* SOURCE:
____________
# Power Law Delta Sequence

## Theorem

The graph of the $\ds \frac {\size x^{\frac 1 n - 1}} {2 n}$ delta sequence. As $n$ grows, the graph becomes steeper and thinner. The area under each graph is infinite unless the range of integration is a finite interval say, $\closedint {-a} a$. However, in the limit $n \to \infty$, this area approaches $1$ regardless of $a$.

Let $\sequence {\map {\delta_n} x}$ be a sequence such that:

$\ds \map {\delta_n} x := \frac {\size x^{\frac 1 n - 1}} {2 n}$

Then $\sequence {\map {\delta_n} x}_{n \mathop \in {\N_{>0} } }$ is a delta sequence.

That is, in the distributional sense it holds that:

$\ds \lim_{n \mathop \to \infty} \map {\delta_n} x = \map \delta x$

or

$\ds \lim_{n \mathop \to \infty} \int_{-\infty}^\infty \map {\delta_n} x \map \phi x \rd x = \map \delta \phi$

where $\phi \in \map \DD \R$ is a test function, $\delta$ is the Dirac delta distribution, and $\map \delta x$ is the abuse of notation, usually interpreted as an infinitely thin and tall spike with its area equal to $1$.

## Proof

Let $a \in \R_{> 0}$.

Then:

 $\ds \int_{-a}^a \frac {\size x^{\frac 1 n - 1} } {2 n} \rd x$ $=$ $\ds \int_{-a}^0 \frac {\size x^{\frac 1 n - 1} } {2 n} \rd x + \int_0^a \frac {\size x^{\frac 1 n - 1} } {2 n} \rd x$ $\ds$ $=$ $\ds \int_{-a}^0 \frac {\paren {-x}^{\frac 1 n - 1} } {2 n} \rd x + \int_0^a \frac {x^{\frac 1 n - 1} } {2 n} \rd x$ Definition of Absolute Value $\ds$ $=$ $\ds \int_0^a \frac {x^{\frac 1 n - 1} } n \rd x$ Integration by Substitution $\ds$ $=$ $\ds \bigintlimits {x^{\frac 1 n} } 0 a$ $\ds$ $=$ $\ds a^{\frac 1 n}$

Furthermore:

$\ds \forall a \in \R_{> 0} : \lim_{n \mathop \to \infty} a^{\frac 1 n} = 1$

Suppose $a, b \in \R_{> 0} : 0 < a < b$.

Then:

 $\ds \lim_{n \mathop \to \infty} \int_a^b \frac {\size x^{\frac 1 n - 1} } {2 n} \rd x$ $=$ $\ds \lim_{n \mathop \to \infty} \paren {\int_0^b \frac {\size x^{\frac 1 n - 1} } {2 n} \rd x - \int_0^a \frac {\size x^{\frac 1 n - 1} } {2 n} \rd x}$ Sum of Integrals on Adjacent Intervals for Integrable Functions $\ds$ $=$ $\ds \lim_{n \mathop \to \infty} \paren {\frac {b^{\frac 1 n} } 2- \frac {a^{\frac 1 n} } 2 }$ $\ds$ $=$ $\ds \frac 1 2 - \frac 1 2$ $\ds$ $=$ $\ds 0$

Analogously, suppose $a < b < 0$.
____________
* DIRECTIONS:
A. Using the delta sequence proof, explain in one to three sentences why the area under δ_n over the interval from −a to a approaches 1 no matter which positive a is chosen.
B. Answer these questions from the delta sequence proof:
(i) How does the graph of δ_n change as n grows?
(ii) How is the notation δ(x) usually interpreted?
(iii) For 0 < a < b, what value does the limit of the integral of δ_n from a to b come to?
C. Pick up the delta sequence proof after its last sentence and carry the argument on from there.
The data comes from a separate source.

* DATASET EXTRACT:
____________
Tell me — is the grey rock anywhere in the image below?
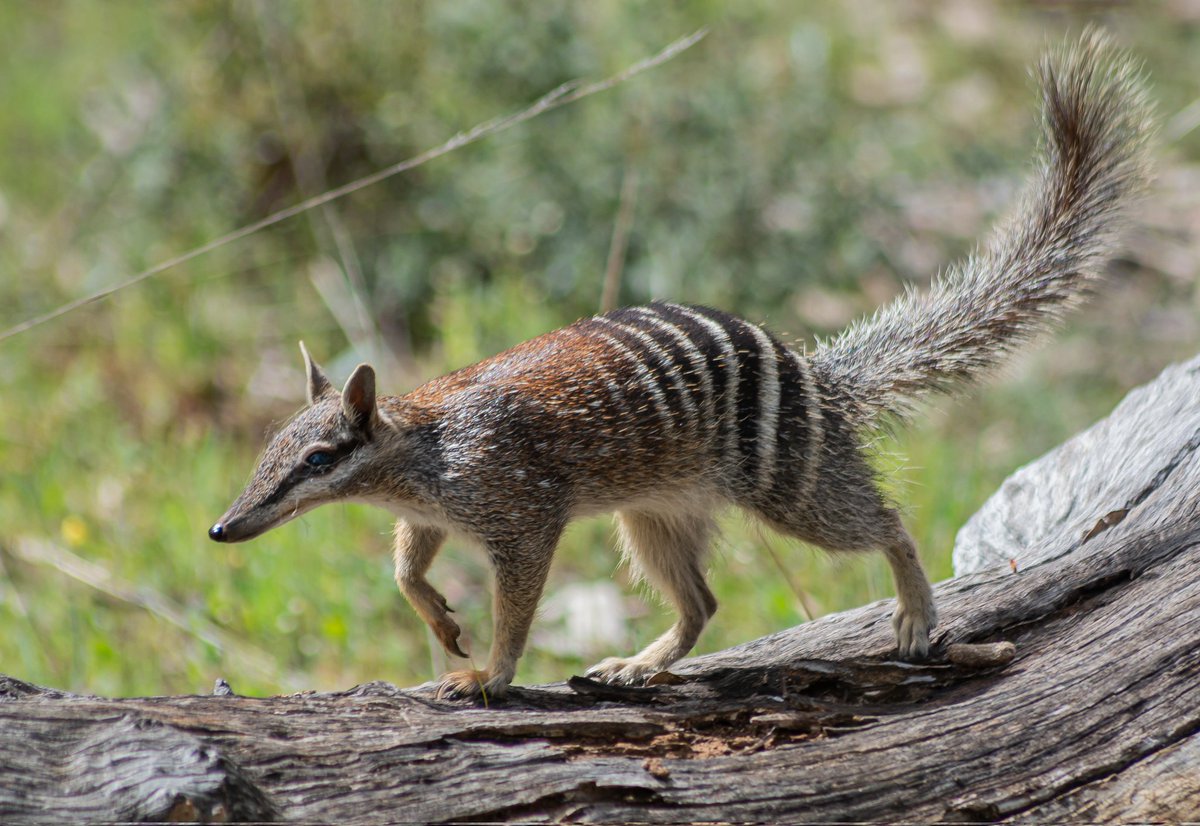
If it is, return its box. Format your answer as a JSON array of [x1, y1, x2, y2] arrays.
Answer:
[[954, 355, 1200, 576]]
____________
* RESPONSES PER TASK:
A. The proof shows that the integral of δ_n from −a to a equals a^(1/n). For every a > 0, a^(1/n) tends to 1 as n → ∞, so the limiting area is 1 regardless of a.

B.
(i) It becomes steeper and thinner.
(ii) As an infinitely thin and tall spike whose area equals 1.
(iii) 0.

C.
Then:

 $\ds \lim_{n \mathop \to \infty} \int_a^b \frac {\size x^{\frac 1 n - 1} } {2 n} \rd x$ $=$ $\ds \lim_{n \mathop \to \infty} \int_a^0 \frac {\size x^{\frac 1 n - 1} } {2 n} \rd x - \lim_{n \mathop \to \infty} \int_b^0 \frac {\size x^{\frac 1 n - 1} } {2 n} \rd x$ Sum of Integrals on Adjacent Intervals for Integrable Functions $\ds$ $=$ $\ds \lim_{n \mathop \to \infty} \int_a^0 \frac {\paren {-x}^{\frac 1 n - 1} } {2 n} \rd x - \lim_{n \mathop \to \infty} \int_b^0 \frac {\paren {-x}^{\frac 1 n - 1} } {2 n} \rd x$ $\ds$ $=$ $\ds \lim_{n \mathop \to \infty} \paren {\frac {\paren {-a}^{\frac 1 n} } 2- \frac {\paren {-b}^{\frac 1 n} } 2 }$ $\ds$ $=$ $\ds \frac 1 2 - \frac 1 2$ $\ds$ $=$ $\ds 0$

Let $\epsilon, a \in \R_{> 0}$ such that $\epsilon < a$.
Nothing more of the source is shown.